Schriftelijke opdracht A
Welke namen van personen, instellingen, plaatsen en lezingen staan in het paginafragment hieronder?
########
“De donkere slavernijgeschiedenis hoort thuis in ons onderwijs”
Onze minister-president uitte bovenstaande wens op 1 juli 2008 in zijn toespraak bij de herdenking van de afschaffing van de slavernij.
Deze wens heeft nogal wat haken en ogen. De vraag is of deze geschiedenis wel zo makkelijk in de structuur van het huidige Nederlandse onderwijs kan worden ingepast.
Laten we daartoe eerst de professionals aan het woord laten en allereerst een belangrijk citaat reproduceren uit de Huygenslezing (25-04-2007) van Prof. dr. Maria Gevers van de Erasmus Universiteit in Rotterdam. Het citaat refereert niet direct aan de inpassing van de slavernijgeschiedenis in het Nederlandse onderwijs, maar het schetst wel een situatie waarop door leraren moet worden ingespeeld. Het citaat leidt ons tevens naar een van de voor de hand liggende mogelijkheden om ‘de donkere slavernijgeschiedenis’ in te passen in ons onderwijs: de canon van de vaderlandse geschiedenis.
########
Schriftelijke opdracht B
Zoek in de onderstaande gegevens elke regel met het woord "green" en schrijf die regels over. Hoofdletters en kleine letters tellen mee.
########
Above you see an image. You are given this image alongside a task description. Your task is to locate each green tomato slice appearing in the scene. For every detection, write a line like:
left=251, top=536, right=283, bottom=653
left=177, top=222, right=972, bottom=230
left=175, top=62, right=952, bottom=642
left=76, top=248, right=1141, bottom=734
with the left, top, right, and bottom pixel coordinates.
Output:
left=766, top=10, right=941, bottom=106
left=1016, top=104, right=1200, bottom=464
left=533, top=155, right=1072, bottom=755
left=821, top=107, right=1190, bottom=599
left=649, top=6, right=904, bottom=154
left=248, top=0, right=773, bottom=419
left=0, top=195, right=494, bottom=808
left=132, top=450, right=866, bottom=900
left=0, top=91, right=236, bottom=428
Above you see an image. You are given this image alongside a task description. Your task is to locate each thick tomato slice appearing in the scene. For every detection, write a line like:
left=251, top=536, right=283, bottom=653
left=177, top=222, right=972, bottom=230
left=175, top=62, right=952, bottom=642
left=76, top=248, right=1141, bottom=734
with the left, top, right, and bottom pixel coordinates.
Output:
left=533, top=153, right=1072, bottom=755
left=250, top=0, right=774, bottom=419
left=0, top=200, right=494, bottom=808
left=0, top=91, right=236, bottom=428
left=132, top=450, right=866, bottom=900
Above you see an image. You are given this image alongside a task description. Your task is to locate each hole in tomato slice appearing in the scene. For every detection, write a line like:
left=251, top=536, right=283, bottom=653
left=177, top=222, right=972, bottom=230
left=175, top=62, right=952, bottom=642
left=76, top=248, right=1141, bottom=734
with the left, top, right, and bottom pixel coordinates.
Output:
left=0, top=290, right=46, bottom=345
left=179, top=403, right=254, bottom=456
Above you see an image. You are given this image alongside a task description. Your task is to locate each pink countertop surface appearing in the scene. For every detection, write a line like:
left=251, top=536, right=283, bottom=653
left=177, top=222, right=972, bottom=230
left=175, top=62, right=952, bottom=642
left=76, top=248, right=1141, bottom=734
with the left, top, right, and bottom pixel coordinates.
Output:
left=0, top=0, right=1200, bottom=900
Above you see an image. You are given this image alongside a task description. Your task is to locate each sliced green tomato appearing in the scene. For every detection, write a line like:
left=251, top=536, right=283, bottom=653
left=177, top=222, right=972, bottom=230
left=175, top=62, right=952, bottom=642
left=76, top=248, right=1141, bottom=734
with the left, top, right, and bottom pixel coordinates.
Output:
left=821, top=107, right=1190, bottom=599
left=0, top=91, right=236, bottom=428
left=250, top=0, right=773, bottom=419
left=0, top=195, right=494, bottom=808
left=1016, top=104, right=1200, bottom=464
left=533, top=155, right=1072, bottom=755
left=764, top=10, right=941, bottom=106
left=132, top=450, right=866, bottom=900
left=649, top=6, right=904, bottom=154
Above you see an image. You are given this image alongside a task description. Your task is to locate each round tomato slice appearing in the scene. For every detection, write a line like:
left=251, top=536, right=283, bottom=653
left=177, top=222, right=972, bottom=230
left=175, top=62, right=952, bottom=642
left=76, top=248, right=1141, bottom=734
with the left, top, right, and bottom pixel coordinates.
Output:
########
Oplossing A
Maria Gevers, Erasmus Universiteit, Rotterdam, Huygenslezing

Oplossing B
Above you see an image. You are given this image alongside a task description. Your task is to locate each green tomato slice appearing in the scene. For every detection, write a line like:
Above you see an image. You are given this image alongside a task description. Your task is to locate each sliced green tomato appearing in the scene. For every detection, write a line like:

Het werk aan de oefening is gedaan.